§ EXERCISE DESCRIPTION
Locate the line that contains "Task: Tag the corrugated" in the entries below. Retype it and all following lines through the final one, character for character.

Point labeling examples
──────
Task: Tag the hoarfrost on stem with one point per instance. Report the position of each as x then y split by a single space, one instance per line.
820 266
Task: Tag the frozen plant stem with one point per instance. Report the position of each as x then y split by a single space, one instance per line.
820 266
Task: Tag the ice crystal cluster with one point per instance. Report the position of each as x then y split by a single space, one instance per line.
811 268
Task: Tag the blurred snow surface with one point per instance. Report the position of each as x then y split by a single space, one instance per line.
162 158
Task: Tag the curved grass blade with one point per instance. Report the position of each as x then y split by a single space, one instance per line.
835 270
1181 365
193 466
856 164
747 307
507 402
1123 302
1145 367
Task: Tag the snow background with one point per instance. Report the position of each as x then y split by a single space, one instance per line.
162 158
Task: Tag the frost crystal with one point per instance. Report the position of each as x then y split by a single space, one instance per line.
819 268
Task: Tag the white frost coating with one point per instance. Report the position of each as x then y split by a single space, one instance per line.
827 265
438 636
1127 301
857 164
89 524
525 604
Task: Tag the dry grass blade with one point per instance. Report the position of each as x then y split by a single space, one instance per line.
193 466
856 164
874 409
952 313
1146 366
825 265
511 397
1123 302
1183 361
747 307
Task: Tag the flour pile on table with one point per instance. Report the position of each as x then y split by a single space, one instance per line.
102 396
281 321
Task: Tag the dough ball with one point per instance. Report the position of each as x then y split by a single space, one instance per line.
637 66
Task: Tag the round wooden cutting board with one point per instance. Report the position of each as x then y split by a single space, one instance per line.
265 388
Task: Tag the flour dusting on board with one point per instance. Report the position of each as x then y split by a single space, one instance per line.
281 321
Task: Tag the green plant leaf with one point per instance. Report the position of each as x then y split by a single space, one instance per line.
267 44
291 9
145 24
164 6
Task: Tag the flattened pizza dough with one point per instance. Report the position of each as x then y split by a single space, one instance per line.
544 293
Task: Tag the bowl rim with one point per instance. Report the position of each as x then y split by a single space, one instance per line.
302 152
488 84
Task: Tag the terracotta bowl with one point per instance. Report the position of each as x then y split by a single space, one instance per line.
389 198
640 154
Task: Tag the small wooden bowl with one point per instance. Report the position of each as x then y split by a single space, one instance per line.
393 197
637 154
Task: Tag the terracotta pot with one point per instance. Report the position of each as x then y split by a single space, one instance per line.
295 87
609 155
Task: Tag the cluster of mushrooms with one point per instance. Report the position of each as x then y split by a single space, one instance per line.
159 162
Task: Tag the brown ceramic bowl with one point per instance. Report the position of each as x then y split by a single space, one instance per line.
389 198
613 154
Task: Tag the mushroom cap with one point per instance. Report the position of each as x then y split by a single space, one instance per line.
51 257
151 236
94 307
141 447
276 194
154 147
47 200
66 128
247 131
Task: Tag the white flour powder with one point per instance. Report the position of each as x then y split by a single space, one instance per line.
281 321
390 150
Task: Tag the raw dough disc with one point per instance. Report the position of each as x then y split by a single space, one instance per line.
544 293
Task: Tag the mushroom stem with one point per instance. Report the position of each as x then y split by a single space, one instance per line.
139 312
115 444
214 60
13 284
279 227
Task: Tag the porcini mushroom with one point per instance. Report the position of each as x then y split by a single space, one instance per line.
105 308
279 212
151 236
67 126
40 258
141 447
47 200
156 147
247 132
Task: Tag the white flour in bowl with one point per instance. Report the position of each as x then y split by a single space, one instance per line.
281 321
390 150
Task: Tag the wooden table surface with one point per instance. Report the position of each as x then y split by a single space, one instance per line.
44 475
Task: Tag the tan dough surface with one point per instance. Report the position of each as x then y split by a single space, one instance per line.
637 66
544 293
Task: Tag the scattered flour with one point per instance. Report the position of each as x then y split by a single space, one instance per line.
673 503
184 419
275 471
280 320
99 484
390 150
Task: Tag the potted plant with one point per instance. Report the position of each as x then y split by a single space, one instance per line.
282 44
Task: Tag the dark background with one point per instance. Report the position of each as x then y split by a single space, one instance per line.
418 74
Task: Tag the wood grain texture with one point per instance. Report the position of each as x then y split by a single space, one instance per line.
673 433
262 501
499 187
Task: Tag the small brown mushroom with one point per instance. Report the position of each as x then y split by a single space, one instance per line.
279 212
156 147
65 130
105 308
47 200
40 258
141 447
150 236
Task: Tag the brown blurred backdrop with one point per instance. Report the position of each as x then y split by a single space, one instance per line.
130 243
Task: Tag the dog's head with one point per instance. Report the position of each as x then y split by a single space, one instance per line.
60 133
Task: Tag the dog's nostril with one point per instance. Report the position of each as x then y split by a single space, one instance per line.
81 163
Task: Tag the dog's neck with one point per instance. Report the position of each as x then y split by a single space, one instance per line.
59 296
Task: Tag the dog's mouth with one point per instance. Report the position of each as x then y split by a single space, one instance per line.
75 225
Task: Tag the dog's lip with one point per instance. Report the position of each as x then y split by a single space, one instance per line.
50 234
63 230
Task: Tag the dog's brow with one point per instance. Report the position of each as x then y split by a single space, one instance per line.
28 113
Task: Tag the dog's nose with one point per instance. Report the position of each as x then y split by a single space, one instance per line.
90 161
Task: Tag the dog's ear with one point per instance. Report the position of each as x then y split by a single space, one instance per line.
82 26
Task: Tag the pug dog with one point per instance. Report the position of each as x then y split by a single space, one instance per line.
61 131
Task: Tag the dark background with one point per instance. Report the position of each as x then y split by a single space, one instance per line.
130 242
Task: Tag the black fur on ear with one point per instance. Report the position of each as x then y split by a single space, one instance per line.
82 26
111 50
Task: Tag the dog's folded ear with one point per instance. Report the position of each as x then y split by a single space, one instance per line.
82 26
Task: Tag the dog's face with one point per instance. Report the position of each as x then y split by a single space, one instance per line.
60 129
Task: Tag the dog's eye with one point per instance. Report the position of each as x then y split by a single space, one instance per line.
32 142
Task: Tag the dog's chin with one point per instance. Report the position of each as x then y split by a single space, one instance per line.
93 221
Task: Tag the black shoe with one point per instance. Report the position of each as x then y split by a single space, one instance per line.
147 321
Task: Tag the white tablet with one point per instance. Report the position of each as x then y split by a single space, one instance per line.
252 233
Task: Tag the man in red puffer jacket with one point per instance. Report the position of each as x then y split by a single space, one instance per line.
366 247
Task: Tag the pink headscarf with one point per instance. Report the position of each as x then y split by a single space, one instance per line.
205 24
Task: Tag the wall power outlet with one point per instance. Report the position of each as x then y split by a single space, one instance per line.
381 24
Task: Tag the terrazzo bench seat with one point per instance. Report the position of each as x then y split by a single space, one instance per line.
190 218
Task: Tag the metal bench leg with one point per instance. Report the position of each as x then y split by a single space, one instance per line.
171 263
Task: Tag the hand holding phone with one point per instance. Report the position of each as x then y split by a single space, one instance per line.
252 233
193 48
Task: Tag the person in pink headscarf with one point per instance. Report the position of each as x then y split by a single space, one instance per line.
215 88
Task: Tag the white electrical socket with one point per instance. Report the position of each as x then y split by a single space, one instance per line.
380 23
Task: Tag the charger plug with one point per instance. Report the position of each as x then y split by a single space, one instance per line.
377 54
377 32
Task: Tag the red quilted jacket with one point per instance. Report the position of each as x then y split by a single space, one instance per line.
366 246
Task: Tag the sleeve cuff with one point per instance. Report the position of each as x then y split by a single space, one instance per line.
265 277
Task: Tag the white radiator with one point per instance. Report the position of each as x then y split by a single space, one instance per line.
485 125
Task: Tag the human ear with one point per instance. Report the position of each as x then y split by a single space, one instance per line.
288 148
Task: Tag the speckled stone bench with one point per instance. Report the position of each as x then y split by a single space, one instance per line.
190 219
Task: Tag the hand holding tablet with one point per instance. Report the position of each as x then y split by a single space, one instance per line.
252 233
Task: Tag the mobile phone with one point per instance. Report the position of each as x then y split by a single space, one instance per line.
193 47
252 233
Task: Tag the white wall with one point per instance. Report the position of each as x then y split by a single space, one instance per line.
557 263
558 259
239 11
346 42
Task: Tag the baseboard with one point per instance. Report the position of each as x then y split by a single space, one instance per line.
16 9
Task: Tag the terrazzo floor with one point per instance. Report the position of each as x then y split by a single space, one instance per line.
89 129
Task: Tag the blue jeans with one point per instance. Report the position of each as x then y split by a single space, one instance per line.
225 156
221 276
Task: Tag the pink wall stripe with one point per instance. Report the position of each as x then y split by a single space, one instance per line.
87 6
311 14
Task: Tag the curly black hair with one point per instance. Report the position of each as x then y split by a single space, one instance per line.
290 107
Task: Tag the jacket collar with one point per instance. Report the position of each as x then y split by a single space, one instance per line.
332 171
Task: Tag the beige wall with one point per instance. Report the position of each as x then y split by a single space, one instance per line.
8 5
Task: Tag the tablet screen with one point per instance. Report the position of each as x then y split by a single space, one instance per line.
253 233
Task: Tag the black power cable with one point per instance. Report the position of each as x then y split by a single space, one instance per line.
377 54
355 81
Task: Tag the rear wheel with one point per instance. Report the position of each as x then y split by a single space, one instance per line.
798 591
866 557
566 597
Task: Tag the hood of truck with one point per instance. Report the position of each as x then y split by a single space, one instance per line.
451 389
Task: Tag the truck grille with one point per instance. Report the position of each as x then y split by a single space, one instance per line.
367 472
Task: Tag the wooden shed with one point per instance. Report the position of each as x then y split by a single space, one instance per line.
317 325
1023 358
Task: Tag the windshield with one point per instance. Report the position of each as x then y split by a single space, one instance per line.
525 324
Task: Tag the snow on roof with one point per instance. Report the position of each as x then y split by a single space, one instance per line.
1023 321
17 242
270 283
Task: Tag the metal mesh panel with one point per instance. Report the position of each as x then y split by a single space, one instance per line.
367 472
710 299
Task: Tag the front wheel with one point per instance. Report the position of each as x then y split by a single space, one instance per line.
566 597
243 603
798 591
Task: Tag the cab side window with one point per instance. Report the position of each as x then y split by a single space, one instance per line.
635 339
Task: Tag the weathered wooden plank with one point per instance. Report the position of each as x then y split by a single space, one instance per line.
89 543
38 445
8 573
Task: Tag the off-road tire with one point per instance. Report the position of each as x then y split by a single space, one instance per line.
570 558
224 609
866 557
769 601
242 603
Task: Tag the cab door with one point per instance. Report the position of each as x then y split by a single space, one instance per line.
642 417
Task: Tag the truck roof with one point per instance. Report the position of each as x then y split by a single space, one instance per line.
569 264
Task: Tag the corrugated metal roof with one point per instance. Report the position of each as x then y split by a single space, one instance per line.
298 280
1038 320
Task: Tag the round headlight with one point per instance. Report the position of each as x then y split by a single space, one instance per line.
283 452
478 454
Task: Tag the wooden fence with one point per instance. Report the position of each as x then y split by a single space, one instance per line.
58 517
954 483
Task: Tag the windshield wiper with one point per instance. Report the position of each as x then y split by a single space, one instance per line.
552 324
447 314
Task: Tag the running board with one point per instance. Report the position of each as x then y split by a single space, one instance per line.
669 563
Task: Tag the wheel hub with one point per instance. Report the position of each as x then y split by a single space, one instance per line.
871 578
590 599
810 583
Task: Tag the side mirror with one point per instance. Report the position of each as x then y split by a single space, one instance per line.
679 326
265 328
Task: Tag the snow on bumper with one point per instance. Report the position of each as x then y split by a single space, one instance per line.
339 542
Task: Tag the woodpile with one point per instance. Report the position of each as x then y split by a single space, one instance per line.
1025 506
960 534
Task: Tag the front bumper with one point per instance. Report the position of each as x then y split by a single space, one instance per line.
──────
§ CORRECT ANSWER
Task: Tag the corrugated metal roof with one point per instance. Report the position of each as x then y split by a single space, one instance per line.
298 280
1038 320
Task: Tag the round headlight with one point per instance. Report the position of each as x then y split by a single space, one instance per line.
283 452
478 454
Task: Tag the wooden fence with one point per instance. Report the position of each as x then y split by a single space, one instance per line.
58 517
954 483
Task: Tag the windshield wiper with one point per instance. Report the position of each as x then y split by a single space, one instance per line.
552 324
447 314
Task: Tag the running board with one point per instance. Report the position of each as x then y split by a single space, one instance per line.
669 563
Task: Tag the wheel hub with one point per instance. Report the position of each as x then y split by a single space, one instance per line.
871 578
590 599
810 583
Task: Tag the side mirror with one point per instance. Report the position of each as x then y split by a single space, one instance per line.
679 326
265 328
Task: Tag the snow on bumper with one point per instance. Report the position of each as x then y split by a single space, one instance per line.
339 542
Task: Tag the woodpile with one point per instance. Report the position of each as x then y split by a single space, one instance per line.
1025 506
960 534
Task: Tag the front bumper with one point per instance. Report the position of each as x then y split by a single space, one instance per line.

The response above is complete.